| Try it |
Lines holding the string "above" are the ones to copy; find them all in the data.

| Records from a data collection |
------------------------

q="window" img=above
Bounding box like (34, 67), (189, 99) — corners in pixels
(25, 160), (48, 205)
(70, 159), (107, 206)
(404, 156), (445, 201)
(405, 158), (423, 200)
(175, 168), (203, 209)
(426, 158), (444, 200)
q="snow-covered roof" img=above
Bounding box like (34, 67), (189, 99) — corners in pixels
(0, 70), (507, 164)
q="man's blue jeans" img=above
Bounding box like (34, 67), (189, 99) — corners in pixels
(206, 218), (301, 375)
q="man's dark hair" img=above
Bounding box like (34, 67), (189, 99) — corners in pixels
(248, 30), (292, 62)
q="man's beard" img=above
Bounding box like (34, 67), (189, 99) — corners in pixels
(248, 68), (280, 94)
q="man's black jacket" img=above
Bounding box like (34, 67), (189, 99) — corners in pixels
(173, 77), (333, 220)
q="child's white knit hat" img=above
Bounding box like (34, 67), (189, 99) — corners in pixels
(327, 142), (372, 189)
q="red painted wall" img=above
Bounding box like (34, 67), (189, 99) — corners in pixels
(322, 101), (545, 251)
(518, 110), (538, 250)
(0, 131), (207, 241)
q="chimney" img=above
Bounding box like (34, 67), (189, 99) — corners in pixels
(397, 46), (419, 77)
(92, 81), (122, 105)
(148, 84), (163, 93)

------------------------

| Written response |
q="window" img=above
q="snow-covered roof" img=above
q="man's blue jeans" img=above
q="man's dark hair" img=above
q="man's beard" img=above
q="man's black jacket" img=above
q="child's white knit hat" img=above
q="red painted wall" img=above
q="chimney" img=above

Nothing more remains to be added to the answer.